THE PROBLEM:
Rewrite all of the material with "contour" swapped in for each "outline" and everything else left as it is. Leave the pictures out.

EXTRACTED RECORDS:
----
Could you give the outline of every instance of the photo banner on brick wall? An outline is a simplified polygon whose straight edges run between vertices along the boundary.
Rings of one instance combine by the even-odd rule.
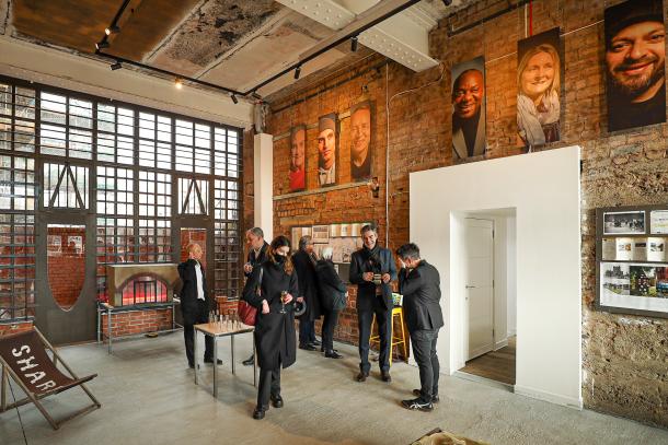
[[[370,101],[350,107],[350,177],[354,181],[367,180],[371,177],[372,117],[373,108]]]
[[[452,67],[452,159],[482,156],[487,150],[485,59]]]
[[[336,160],[338,149],[338,121],[332,113],[318,119],[318,185],[333,186],[337,181]]]
[[[660,0],[606,10],[608,130],[666,121],[666,26]]]
[[[289,190],[300,191],[307,188],[307,127],[298,125],[290,130],[290,173]]]
[[[564,55],[558,27],[517,43],[517,142],[530,152],[561,139]]]

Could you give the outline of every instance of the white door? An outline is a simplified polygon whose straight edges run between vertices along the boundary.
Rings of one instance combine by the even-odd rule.
[[[469,325],[465,360],[494,349],[494,222],[467,219],[464,265],[465,304]],[[464,338],[467,338],[464,336]]]

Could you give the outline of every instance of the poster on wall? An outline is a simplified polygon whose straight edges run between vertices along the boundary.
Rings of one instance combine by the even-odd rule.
----
SOLUTION TO THE PROBLEM:
Could you give the contour of every instance of the photo banner on brick wall? An contour is a simplified polygon whose straight edges run between vertices along the boundary.
Rings of one instance combine by the even-odd rule.
[[[370,101],[350,107],[350,177],[354,181],[367,180],[371,177],[372,117],[373,108]]]
[[[452,67],[452,159],[482,156],[487,150],[485,59]]]
[[[336,160],[338,149],[338,121],[332,113],[318,119],[318,185],[333,186],[337,181]]]
[[[660,0],[606,10],[608,130],[666,121],[666,26]]]
[[[289,190],[300,191],[307,188],[307,127],[298,125],[290,130],[290,173]]]
[[[564,55],[558,27],[517,43],[517,142],[530,152],[561,139]]]

Could you give the contour of every instance of the white door? An contour is a simplified polygon whose straight edges run between vertices along the boundary.
Rings of one instance combine by the even-odd rule.
[[[469,325],[465,360],[494,349],[494,222],[467,219],[464,265],[465,304]],[[464,338],[467,338],[464,336]]]

Could you give the contour of every instance of the poster on wall? An contour is a simplified polygon whose straight edges run between vertices along the boundary.
Rings of one instance combine by the even-odd rule.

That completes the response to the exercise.